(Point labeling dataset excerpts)
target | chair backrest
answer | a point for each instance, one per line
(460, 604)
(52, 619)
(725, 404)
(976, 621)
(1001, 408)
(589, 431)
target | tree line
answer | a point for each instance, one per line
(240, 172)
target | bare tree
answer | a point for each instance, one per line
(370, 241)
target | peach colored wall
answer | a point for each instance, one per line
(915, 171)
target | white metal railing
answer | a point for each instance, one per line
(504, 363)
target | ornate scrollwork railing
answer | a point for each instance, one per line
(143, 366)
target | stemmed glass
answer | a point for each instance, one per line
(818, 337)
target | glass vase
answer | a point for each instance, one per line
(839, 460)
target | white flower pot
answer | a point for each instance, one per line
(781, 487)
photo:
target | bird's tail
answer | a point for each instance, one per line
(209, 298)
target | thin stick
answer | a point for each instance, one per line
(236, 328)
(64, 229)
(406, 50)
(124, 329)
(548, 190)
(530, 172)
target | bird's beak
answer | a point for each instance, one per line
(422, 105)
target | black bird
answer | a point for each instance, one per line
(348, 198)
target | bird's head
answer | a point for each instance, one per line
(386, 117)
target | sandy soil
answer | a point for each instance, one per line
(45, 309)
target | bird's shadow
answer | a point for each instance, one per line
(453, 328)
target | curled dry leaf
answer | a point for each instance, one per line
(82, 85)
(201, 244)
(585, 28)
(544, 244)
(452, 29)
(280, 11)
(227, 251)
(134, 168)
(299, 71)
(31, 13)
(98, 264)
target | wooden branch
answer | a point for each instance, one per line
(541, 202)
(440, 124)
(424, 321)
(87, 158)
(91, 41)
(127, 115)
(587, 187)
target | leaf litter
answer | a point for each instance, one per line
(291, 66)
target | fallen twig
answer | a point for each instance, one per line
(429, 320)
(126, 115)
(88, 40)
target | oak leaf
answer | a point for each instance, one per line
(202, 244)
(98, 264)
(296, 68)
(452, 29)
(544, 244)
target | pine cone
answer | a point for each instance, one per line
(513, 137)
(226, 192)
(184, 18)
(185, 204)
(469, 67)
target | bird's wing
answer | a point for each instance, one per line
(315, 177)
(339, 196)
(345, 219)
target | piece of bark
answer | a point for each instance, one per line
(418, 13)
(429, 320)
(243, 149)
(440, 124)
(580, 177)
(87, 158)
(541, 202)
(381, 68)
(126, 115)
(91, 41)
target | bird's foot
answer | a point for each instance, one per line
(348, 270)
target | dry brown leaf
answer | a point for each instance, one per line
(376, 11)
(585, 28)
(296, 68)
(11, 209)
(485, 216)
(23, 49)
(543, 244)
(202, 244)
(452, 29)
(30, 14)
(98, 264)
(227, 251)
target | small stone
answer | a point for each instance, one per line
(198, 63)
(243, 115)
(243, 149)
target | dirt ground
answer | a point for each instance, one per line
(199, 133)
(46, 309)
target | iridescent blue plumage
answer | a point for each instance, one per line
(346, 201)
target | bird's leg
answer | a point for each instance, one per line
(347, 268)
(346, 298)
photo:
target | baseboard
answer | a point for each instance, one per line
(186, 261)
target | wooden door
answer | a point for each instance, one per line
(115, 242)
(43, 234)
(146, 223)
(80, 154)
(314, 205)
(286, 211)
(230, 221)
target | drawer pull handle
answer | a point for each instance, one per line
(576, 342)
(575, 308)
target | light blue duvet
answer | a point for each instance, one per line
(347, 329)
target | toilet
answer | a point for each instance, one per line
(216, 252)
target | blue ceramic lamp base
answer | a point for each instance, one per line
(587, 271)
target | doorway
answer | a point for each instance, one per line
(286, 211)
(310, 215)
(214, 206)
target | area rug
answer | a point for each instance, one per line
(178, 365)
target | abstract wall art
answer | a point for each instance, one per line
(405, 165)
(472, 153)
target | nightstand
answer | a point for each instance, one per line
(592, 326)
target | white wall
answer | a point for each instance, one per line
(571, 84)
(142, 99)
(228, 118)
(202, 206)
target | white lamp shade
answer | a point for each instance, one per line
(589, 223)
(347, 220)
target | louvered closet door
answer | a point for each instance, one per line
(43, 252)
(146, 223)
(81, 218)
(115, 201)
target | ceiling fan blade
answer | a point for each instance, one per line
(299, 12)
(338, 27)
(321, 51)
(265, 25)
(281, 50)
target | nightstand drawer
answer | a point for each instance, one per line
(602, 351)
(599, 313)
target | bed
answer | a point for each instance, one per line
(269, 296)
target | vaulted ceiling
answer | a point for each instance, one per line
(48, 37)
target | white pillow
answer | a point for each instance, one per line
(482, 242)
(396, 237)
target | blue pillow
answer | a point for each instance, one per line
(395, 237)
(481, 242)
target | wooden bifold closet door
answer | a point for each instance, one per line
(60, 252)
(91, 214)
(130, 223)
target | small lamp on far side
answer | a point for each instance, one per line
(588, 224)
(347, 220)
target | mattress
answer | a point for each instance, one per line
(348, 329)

PROBLEM TO SOLVE: Your task is to repeat the data exactly; please include every line.

WRITTEN SOLUTION:
target | chair backrest
answer | a point for each instance, one per line
(460, 604)
(52, 619)
(725, 404)
(976, 621)
(1001, 408)
(589, 431)
target | tree line
answer | a point for each instance, one per line
(240, 172)
target | bare tree
answer | a point for each instance, one per line
(370, 241)
target | peach colored wall
answer | a point for each instance, one per line
(915, 171)
target | white metal railing
answer | a point for each instance, one per line
(504, 363)
target | ornate scrollwork railing
answer | a point for each instance, one per line
(143, 366)
target | stemmed glass
answer | a point for each instance, one per line
(818, 337)
target | glass vase
answer | a point for each instance, one per line
(839, 460)
target | white flower pot
answer | a point for each instance, one per line
(781, 487)
photo:
target | bird's tail
answer | a point for each instance, one per line
(209, 298)
target | thin stick
answer | a point for each instance, one per line
(236, 328)
(64, 229)
(406, 50)
(124, 329)
(548, 190)
(530, 172)
target | bird's beak
answer | a point for each instance, one per line
(422, 105)
target | black bird
answer | a point for each instance, one per line
(348, 198)
target | bird's head
answer | a point for each instance, one per line
(386, 117)
target | sandy soil
answer | a point for each instance, one per line
(45, 309)
target | bird's shadow
answer | a point for each instance, one per line
(453, 328)
target | curled dry leaf
answer | a point for each instance, one per line
(82, 85)
(201, 244)
(585, 28)
(544, 244)
(452, 29)
(280, 11)
(227, 251)
(134, 168)
(299, 71)
(31, 13)
(98, 264)
target | wooden branch
answer | a point for each instance, one per line
(541, 202)
(440, 124)
(424, 321)
(87, 158)
(91, 41)
(127, 115)
(587, 187)
target | leaf litter
answer | a point for each instance, one per line
(291, 66)
target | fallen twig
answer | a point for each instance, one per line
(429, 320)
(126, 115)
(88, 40)
target | oak leaf
answer | a point for each instance, one per line
(202, 244)
(98, 264)
(296, 68)
(452, 29)
(544, 244)
target | pine cone
answer | a point for each instance, one per line
(513, 137)
(226, 192)
(184, 18)
(185, 204)
(469, 67)
target | bird's wing
answer | a point for each instance, one per line
(315, 177)
(339, 196)
(345, 219)
target | piece of bark
answer | a point for each instance, one per line
(418, 13)
(429, 320)
(243, 149)
(440, 124)
(580, 177)
(87, 158)
(541, 202)
(381, 68)
(126, 115)
(91, 41)
target | bird's foot
answer | a point for each instance, one per line
(348, 270)
target | dry brown leaf
answer | a point for each instance, one per line
(376, 11)
(585, 28)
(296, 68)
(11, 209)
(485, 216)
(23, 49)
(543, 244)
(202, 244)
(452, 29)
(30, 14)
(98, 264)
(227, 251)
target | small stone
answer | a point for each instance, one per line
(198, 63)
(243, 115)
(243, 149)
target | dirt ground
answer | a point for each instance, one per line
(199, 133)
(46, 309)
target | iridescent blue plumage
answer | a point for each instance, one per line
(346, 201)
target | bird's leg
answer | a point for each instance, one per line
(347, 268)
(346, 298)
photo:
target | baseboard
answer | a point for each instance, one per line
(186, 261)
target | wooden door
answer | a point for each instance, one per line
(115, 242)
(43, 234)
(146, 223)
(80, 154)
(314, 205)
(286, 211)
(230, 221)
target | drawer pull handle
answer | a point for each instance, one per line
(576, 342)
(575, 308)
target | light blue duvet
answer | a point for each instance, one per line
(347, 329)
target | toilet
answer | a point for each instance, one per line
(216, 252)
target | blue ceramic lamp base
answer | a point for each instance, one per line
(587, 271)
target | doorway
answer | a point for each instance, one per line
(286, 211)
(310, 215)
(214, 206)
target | area rug
answer | a point for each instance, one per line
(178, 365)
target | abstract wall art
answer | a point for each instance, one per line
(405, 165)
(472, 153)
target | nightstand
answer | a point for each instance, one per line
(592, 326)
target | white wall
answer | a point for each instance, one per line
(571, 84)
(142, 99)
(228, 118)
(202, 206)
target | white lamp shade
answer | a point for each instance, one per line
(589, 223)
(347, 220)
target | louvered closet door
answer | a point for each instance, one per line
(43, 252)
(146, 223)
(81, 218)
(115, 201)
target | ceiling fan blade
answer | a point for each instance, one per line
(299, 12)
(338, 27)
(321, 51)
(265, 25)
(281, 50)
target | nightstand drawer
answer | a point for each instance, one per line
(602, 351)
(599, 313)
target | bed
answer | a point for each instance, one per line
(269, 296)
target | vaulted ceiling
answer | a point for each instance, one per line
(48, 37)
target | white pillow
answer | a point for each instance, one per line
(482, 242)
(396, 237)
target | blue pillow
answer | a point for each instance, one per line
(395, 237)
(481, 242)
target | wooden bifold closet door
answer | a point for each instance, one per line
(60, 252)
(91, 214)
(130, 223)
target | small lamp on far side
answer | a point for each instance, one per line
(588, 224)
(347, 220)
target | mattress
answer | a point for each instance, one per line
(348, 329)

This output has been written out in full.